### QUOTED TEXT
HA! perfect tapers like yourself are soo hard to find <<< notice sarcasm in my typing.

Thats the crappy thing about working alone knowone to blame but yourself


----------



## Mudstar (Feb 15, 2008)

PrecisionTaping said:


> Sometime's I wish there was a "no thanks" button!
> Just for Mudstar :jester:
> So I can show him how not thankful I am for any of his posts. haha.
> Jk buddy.
> ....but not really....



If you would have read my past posts you would have thanked me but I see your still learning.....like me


----------



## gam026 (Aug 14, 2011)

PrecisionTaping said:


> Sometime's I wish there was a "no thanks" button!
> Just for Mudstar :jester:
> So I can show him how not thankful I am for any of his posts. haha.
> Jk buddy.
> ....but not really....


OOOO i sence a :hammer::boxing:


----------



## PrecisionTaping (Feb 2, 2012)

Mudstar said:


> If you would have read my *past* posts you would have thanked me but I see your still learning.....like me


And what about present posts? You gave up?

That's the first honest post I've read from you bro.
We're all still learning. Difference is, the rest of us can admit it.


----------



## Arey85 (Jan 2, 2010)

Had one today, luckily I caught it at the end of the day before I left. If it wasnt in the same room as the beer, I would be doing a lot of the "scrape/sand shuffle" tomorrow.


----------



## 2buckcanuck (Jul 9, 2010)

DLSdrywall said:


> HA! perfect tapers like yourself are soo hard to find <<< notice sarcasm in my typing.

Contour annotation records
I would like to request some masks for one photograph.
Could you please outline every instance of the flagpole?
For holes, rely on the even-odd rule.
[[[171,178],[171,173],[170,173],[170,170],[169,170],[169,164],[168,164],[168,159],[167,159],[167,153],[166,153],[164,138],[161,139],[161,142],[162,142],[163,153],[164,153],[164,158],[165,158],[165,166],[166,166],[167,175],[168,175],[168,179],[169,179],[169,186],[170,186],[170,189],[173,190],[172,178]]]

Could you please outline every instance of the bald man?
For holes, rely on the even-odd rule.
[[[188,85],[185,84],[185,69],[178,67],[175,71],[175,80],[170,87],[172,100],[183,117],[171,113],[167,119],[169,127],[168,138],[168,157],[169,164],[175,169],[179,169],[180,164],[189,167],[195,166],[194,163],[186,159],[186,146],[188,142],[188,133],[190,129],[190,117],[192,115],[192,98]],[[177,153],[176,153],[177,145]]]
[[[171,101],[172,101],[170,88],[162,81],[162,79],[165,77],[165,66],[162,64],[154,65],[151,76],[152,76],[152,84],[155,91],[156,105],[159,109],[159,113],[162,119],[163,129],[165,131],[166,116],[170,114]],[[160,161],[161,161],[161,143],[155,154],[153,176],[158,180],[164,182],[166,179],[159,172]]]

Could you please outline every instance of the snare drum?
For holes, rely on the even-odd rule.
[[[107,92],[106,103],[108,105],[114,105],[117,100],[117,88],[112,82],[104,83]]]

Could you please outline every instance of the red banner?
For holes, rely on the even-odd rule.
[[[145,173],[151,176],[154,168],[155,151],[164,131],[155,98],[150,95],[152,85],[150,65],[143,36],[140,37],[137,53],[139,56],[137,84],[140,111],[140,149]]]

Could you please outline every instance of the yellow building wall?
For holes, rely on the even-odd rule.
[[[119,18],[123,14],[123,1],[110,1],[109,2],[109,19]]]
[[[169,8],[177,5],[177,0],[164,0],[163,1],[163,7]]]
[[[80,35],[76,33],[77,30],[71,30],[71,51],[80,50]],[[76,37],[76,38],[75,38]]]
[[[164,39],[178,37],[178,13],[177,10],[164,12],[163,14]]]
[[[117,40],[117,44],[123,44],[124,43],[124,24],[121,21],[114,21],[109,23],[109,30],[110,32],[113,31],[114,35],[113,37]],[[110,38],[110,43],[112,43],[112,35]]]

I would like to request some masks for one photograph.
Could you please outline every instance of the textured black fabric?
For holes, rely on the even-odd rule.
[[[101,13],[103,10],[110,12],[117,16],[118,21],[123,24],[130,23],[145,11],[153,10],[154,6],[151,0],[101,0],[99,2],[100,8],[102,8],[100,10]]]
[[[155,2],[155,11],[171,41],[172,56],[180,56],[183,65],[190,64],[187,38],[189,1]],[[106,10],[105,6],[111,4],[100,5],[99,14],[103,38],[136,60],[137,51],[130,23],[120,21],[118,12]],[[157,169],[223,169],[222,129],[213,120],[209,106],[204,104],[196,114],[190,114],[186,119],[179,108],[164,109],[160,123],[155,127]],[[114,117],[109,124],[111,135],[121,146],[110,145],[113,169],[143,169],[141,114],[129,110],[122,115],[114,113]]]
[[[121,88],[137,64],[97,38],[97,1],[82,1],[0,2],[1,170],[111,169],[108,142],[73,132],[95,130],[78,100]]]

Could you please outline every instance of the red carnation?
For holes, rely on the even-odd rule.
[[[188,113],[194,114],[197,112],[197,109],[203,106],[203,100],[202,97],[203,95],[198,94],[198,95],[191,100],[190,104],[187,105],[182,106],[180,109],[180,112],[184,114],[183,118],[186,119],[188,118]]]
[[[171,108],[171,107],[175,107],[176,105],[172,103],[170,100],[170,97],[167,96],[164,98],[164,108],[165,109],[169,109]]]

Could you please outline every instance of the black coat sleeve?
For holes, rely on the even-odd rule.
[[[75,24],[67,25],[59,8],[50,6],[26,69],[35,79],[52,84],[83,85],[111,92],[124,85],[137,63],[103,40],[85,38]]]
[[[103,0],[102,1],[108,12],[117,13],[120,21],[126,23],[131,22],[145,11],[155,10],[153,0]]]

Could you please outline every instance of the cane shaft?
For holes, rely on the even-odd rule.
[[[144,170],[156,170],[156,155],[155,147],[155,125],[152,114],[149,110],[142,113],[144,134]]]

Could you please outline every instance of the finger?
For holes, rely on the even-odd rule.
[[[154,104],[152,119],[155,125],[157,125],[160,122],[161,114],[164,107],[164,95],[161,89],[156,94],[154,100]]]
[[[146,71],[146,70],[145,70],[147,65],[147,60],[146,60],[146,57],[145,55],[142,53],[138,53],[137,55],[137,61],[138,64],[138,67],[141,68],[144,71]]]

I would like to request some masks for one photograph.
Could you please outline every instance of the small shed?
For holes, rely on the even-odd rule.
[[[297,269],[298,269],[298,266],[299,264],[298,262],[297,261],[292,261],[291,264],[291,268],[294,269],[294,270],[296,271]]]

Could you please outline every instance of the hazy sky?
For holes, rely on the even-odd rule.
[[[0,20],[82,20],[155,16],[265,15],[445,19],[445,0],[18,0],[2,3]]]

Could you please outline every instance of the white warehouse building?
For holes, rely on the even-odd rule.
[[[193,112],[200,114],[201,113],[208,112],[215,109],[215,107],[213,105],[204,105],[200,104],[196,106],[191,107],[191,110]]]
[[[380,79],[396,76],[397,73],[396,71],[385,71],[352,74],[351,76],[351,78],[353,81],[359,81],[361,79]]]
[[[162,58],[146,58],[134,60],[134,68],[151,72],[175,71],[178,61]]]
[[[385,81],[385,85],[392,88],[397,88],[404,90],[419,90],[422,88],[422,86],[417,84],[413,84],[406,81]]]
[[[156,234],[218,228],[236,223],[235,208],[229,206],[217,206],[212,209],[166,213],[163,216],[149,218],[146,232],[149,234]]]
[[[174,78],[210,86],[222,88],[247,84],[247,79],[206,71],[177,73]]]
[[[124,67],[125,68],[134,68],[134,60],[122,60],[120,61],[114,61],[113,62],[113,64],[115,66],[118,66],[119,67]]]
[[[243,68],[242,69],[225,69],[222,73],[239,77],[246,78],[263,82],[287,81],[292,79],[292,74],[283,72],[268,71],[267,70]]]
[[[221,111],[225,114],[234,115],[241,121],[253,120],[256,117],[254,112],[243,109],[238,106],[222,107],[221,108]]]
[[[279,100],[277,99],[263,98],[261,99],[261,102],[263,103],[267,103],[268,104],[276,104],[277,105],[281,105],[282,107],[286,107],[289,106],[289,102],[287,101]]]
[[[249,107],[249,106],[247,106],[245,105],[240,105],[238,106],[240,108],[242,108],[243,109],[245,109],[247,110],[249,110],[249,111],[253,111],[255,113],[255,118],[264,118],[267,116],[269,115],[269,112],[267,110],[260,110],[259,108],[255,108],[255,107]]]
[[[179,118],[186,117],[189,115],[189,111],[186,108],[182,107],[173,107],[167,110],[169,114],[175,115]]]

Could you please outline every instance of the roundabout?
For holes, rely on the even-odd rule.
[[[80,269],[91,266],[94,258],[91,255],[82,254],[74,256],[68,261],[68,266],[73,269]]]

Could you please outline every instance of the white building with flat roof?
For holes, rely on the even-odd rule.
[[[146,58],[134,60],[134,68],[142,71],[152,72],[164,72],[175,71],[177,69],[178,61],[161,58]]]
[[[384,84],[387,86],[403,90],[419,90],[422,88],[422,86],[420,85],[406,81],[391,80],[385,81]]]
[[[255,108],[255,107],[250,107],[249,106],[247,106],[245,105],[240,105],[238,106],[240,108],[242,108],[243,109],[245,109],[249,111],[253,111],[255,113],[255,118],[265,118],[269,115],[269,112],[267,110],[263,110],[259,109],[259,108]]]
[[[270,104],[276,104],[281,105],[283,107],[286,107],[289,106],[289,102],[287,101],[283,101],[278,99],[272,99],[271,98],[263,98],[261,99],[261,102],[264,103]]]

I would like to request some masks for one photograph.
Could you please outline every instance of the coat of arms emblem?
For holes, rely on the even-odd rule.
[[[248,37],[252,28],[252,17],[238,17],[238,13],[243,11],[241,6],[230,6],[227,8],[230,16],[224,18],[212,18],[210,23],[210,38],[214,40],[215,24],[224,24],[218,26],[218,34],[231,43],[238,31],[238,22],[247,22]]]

### TASK BRIEF
Copy the forum thread starting at "And what about" and ending at "can admit it.", swapping "honest" for "sincere". Rely only on the forum thread for your answers.

### WRITTEN SOLUTION
And what about present posts? You gave up?

That's the first sincere post I've read from you bro.
We're all still learning. Difference is, the rest of us can admit it.